▸ TO BE DONE:
What is needed is an exact repeat of the lines from the line containing "Identify the boy" through the final line of the entries below, and nothing else.

__________

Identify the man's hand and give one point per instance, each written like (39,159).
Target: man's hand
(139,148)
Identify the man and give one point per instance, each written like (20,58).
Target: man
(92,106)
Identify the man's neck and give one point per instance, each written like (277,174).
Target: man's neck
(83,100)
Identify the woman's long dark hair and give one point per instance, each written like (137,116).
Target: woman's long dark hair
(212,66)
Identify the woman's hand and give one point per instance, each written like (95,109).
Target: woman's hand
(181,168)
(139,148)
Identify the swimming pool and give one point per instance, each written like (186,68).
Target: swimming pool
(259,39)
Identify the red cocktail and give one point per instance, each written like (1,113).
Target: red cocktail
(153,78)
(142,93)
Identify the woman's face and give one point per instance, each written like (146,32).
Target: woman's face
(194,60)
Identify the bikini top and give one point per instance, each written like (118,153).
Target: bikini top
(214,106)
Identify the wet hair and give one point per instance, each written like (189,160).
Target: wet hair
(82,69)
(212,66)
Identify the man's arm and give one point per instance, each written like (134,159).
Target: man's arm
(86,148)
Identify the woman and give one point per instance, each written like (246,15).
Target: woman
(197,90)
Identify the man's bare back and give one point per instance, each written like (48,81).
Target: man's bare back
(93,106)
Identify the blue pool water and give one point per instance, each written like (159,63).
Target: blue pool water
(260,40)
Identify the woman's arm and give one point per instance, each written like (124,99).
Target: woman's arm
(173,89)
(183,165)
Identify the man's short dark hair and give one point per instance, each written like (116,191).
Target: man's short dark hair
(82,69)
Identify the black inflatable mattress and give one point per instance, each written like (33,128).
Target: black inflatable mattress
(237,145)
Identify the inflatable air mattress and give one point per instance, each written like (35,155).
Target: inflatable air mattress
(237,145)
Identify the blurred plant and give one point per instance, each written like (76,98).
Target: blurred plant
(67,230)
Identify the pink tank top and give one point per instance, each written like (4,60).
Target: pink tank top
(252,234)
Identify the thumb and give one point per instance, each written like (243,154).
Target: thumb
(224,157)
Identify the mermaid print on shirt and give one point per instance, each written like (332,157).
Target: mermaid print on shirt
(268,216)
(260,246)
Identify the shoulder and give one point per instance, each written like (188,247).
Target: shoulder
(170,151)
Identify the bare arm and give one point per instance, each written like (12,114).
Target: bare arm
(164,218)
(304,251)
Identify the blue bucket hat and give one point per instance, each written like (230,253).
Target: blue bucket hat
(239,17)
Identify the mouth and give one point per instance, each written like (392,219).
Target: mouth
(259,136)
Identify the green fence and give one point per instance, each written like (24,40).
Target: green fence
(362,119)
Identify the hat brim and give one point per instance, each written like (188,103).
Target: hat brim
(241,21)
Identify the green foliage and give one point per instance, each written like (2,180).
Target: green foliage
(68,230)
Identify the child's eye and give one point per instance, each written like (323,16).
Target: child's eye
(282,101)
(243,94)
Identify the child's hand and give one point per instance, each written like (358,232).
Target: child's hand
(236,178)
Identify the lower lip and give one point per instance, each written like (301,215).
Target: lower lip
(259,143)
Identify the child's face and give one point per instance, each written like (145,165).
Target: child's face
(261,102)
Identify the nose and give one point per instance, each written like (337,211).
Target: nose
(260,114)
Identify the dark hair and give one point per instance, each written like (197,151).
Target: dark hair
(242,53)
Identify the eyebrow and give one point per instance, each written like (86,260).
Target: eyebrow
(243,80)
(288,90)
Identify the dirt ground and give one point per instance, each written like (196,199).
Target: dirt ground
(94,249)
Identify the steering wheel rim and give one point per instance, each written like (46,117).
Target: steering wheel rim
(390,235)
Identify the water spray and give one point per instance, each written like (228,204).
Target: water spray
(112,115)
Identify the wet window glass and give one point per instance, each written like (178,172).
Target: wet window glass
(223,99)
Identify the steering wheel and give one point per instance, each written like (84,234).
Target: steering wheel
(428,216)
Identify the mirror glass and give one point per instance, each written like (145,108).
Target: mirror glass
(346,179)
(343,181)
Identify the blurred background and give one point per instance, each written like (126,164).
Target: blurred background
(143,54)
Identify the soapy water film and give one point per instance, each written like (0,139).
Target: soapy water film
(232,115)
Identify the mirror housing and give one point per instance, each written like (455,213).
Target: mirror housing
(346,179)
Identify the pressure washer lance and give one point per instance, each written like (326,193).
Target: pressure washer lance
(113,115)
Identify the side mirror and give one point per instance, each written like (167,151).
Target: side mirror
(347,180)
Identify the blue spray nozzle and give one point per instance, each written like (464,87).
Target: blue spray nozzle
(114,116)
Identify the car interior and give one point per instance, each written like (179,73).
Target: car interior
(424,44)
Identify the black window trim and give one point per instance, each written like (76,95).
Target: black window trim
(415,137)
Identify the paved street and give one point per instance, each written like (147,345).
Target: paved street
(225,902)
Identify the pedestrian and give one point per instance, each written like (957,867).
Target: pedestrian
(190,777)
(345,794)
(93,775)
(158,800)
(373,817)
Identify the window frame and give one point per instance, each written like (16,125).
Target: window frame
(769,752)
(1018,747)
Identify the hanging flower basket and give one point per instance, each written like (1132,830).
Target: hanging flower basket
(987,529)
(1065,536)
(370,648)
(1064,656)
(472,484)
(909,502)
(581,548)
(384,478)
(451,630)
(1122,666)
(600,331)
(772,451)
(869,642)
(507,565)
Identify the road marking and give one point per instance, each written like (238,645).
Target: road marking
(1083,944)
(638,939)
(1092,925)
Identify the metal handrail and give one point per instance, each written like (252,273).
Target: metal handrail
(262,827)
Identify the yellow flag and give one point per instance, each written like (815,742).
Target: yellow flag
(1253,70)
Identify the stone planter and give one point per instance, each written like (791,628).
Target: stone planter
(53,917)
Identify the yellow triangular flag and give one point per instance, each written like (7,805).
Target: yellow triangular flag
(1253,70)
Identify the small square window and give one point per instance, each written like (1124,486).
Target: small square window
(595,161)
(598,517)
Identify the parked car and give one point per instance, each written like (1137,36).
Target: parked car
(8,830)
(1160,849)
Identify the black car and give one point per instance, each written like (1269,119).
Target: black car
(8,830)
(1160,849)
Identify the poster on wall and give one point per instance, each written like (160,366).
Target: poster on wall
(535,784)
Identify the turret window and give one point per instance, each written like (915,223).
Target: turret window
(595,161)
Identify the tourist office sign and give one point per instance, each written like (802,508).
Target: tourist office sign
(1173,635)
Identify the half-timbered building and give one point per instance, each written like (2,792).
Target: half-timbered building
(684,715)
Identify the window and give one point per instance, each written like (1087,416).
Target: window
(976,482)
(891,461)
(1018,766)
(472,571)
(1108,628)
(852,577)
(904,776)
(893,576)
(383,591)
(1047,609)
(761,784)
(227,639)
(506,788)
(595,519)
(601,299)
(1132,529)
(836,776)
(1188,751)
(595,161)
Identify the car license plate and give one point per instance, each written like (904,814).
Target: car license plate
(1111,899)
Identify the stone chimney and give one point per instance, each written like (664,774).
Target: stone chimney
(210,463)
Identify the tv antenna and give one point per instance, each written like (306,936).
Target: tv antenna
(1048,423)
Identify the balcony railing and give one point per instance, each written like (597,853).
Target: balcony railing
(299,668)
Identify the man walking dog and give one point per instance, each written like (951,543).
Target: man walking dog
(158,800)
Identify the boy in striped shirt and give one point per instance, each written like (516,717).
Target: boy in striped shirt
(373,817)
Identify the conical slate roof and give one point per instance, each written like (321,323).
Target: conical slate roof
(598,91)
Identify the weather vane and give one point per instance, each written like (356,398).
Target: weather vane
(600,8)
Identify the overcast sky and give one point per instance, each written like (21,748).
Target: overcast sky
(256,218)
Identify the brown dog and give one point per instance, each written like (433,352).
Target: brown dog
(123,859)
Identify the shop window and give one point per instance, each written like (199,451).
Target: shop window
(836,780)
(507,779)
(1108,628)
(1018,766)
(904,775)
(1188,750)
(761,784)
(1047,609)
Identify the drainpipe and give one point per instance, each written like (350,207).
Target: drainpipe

__________

▸ FINISHED ANSWER:
Identify the boy in striped shirt and give one point per instance, each written like (516,717).
Target: boy in striped shirt
(373,817)
Identify the conical slate roof and give one point per instance, each written like (321,323).
Target: conical slate roof
(598,91)
Identify the weather vane and give one point per instance, each written like (356,398).
Target: weather vane
(600,8)
Identify the overcast sky and give one point per instance, each written like (21,748).
Target: overcast sky
(256,218)
Identify the brown dog and give one point per instance, each written like (433,352).
Target: brown dog
(123,859)
Identify the shop window and give one point per instance, each written like (199,451).
Target: shop window
(836,780)
(507,779)
(1108,628)
(1018,766)
(904,775)
(1188,750)
(761,784)
(1047,609)
Identify the drainpipe and give one point per instance, each written like (350,207).
Target: drainpipe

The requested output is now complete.